:: TESTO DI PARTENZA ::

LA GERMANIA FA MEA CULPA: SENZA IL GAS RUSSO IL FUTURO E’ DA REINVENTARE. IL PRESIDENTE DELLA REPUBBLICA STEINMEIER, L'UOMO CHE INSIEME AD ANGELA MERKEL HA INCARNATO LA POLITICA DEL DIALOGO CON PUTIN, AMMETTE DI “ESSERSI SBAGLIATO” SUL LEADER DEL CREMLINO, DEFINENDO ”UN ERRORE” IL SUO APPOGGIO AL GASDOTTO NORD STREAM 2, BLOCCATO DA BERLINO SOLO DOPO L'INIZIO DELL'AGGRESSIONE... -

Il 4 aprile scorso, il ministro dell'Economia e vicecancelliere, Robert Habeck, ha annunciato la temporanea nazionalizzazione di Gazprom Germania, filiale tedesca dell'omonimo gigante energetico russo che ha fin qui stoccato e distribuito il gas sul territorio federale. Fino al 30 settembre, la gestione dell'impresa passa alla Bundesnetzagentur, l'Agenzia federale delle reti controllata dal governo. Motivata da ragioni di sicurezza nazionale e approvvigionamento, la decisione rompe un tabù economico, mettendo per la prima volta un'azienda privata straniera sotto la tutela dello Stato.

In nessun altro Paese d'Europa la tragedia dell'Ucraina sta provocando conseguenze sistemiche come in Germania. Con le parole del cancelliere Olaf Scholz, la Repubblica federale è davanti a una «svolta epocale» che la costringe a rivedere radicalmente la sua politica estera, l'idea della sicurezza in Europa e il proprio ruolo nel mondo: si è rotta la relazione speciale di Berlino con Mosca e si è rivelato un miraggio il Wandel durch Handeln , l'idea illusoria (e autoassolutoria) che attraverso il commercio e la liberalizzazione degli scambi si potesse innescare il cambiamento in un regime autoritario.

Ma, come conferma la decisione di Habeck, la guerra di aggressione di Vladimir Putin tocca anche la Repubblica federale nel suo tallone di Achille, l'energia, mostrando la miopia di rendersi quasi totalmente dipendente dall'importazione di fossili dalla Russia. Non solo. In realtà il conflitto colpisce al cuore il modello di governance economica, quello che dalla fine degli Anni Novanta ha scandito e scandisce il successo del sistema-Germania, che come nessun altro ha profittato della globalizzazione: l'importazione a prezzi ragionevoli di materie prime, energia e componenti, che vengono trasformati in prodotti di alto contenuto tecnologico e valore aggiunto, vedi le auto o la chimica, per essere poi esportati in tutto il mondo, in primo luogo verso la Cina, realizzando colossali surplus commerciali.

:::

> **ISTRUZIONI**
1. Riassumi in due frasi il testo sulla Germania e il gas russo.
2. Riprendi il testo sulla Germania e il gas russo, proseguendo dopo la sua ultima frase.
Il materiale non serve.

:: MATERIALE FORNITO ::

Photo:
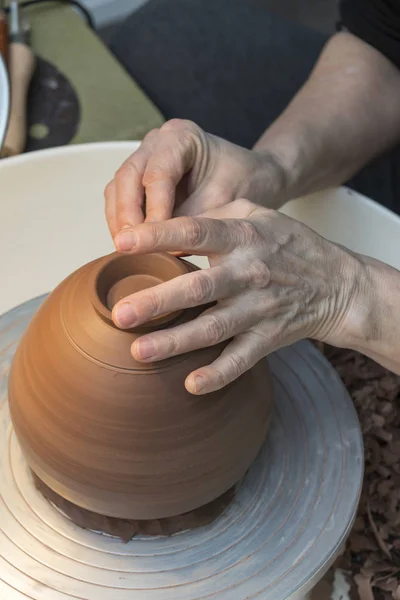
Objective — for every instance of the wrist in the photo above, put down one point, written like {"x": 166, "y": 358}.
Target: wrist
{"x": 268, "y": 184}
{"x": 370, "y": 321}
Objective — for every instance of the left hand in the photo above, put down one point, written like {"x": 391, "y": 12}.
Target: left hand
{"x": 274, "y": 282}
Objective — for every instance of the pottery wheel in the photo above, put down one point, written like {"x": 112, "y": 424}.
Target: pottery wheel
{"x": 290, "y": 517}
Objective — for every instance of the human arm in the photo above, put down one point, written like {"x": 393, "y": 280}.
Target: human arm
{"x": 273, "y": 282}
{"x": 345, "y": 115}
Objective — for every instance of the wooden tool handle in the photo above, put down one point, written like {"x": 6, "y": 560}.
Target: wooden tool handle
{"x": 3, "y": 37}
{"x": 21, "y": 67}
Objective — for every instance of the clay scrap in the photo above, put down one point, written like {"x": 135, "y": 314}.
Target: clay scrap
{"x": 371, "y": 558}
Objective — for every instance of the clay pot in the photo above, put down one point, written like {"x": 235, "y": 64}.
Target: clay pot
{"x": 115, "y": 436}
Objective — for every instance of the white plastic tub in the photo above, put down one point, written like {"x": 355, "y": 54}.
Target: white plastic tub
{"x": 52, "y": 217}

:::

> **RISPOSTE**
1. Il 4 aprile il vicecancelliere Robert Habeck ha annunciato la nazionalizzazione temporanea di Gazprom Germania, la cui gestione passa fino al 30 settembre alla Bundesnetzagentur per ragioni di sicurezza nazionale e di approvvigionamento. La guerra in Ucraina impone alla Germania una «svolta epocale» in politica estera e colpisce sia la sua dipendenza energetica dalla Russia sia il modello economico fondato sull'importazione a prezzi ragionevoli di materie prime ed energia e sull'esportazione di prodotti ad alto valore aggiunto.

2.
Dal 24 febbraio, i presupposti economici, intellettuali e morali di questo modello sono crollati. Il mea culpa tedesco è già iniziato. Politici e imprenditori, esperti e funzionari pubblici riconoscono gli errori. Il presidente della Repubblica Frank-Walter Steinmeier, l'uomo che insieme ad Angela Merkel ha incarnato la politica del dialogo con Putin, parla di «bilancio amaro» e ammette di «essersi sbagliato» sul leader del Cremlino, definendo «un errore» il suo appoggio al gasdotto Nord Stream 2, bloccato da Berlino solo dopo l'inizio dell'aggressione russa. «Avevo sperato - dice l'ex capo di Siemens, Joe Kaeser - che gli scambi economici avrebbero contribuito e far progredire lo sviluppo industriale e democratico della Russia. In realtà questa linea ha fallito».

Ora la Germania è ai piedi del muro. È sotto la pressione di partner europei, americani e Ucraina, per accettare l'embargo sulle importazioni di gas e petrolio dalla Russia. Ma non può privarsene d'un colpo, pena una recessione che avrebbe conseguenze disastrose non solo sui tedeschi ma anche sulle altre economie europee. L'industria in Germania consuma da sola un terzo del gas russo, che serve sia da combustibile, come nella metallurgia e nel settore del vetro, sia come materia prima nella produzione di fertilizzanti. Eppure, il conto alla rovescia è iniziato; non è più una questione di «se» ma di «quando» Berlino dirà sì al blocco degli acquisti di gas e petrolio russi. Ma questa è solo l'attualità.

Nel lungo periodo, di fronte a quella che si prefigura come una vera e propria svolta nell'economia globale, la Germania «dovrà attrezzarsi per un futuro diverso». È quanto sostengono 30 esperti in un position-paper elaborato per il Forum economico, centro di ricerche legato alla Spd. Secondo i due saggi Veronika Grimm e Achim Truger, che hanno partecipato allo studio, «il cambiamento non riguarda solo il tema delle forniture energetiche, che ora è al centro dell'attenzione, ma anche le ripercussioni che avrà sull'intera economia, le catene del valore, le filiere e globalmente sulla capacità di rimanere competitivi».

Gli economisti raccomandano in primo luogo una «fine della dipendenza energetica da Mosca la più rapida possibile», ma anche la creazione di uno «scudo difensivo per l'economia e l'industria» che alleggerisca il peso dei costi energetici per le imprese, senza escludere la possibilità di partecipazioni statali. Inoltre, chiedono che sia immediatamente ammessa la «defiscalizzazione al 100% di ogni investimento sostenuto dagli imprenditori privati per l'efficienza energetica, la digitalizzazione e la decarbonizzazione».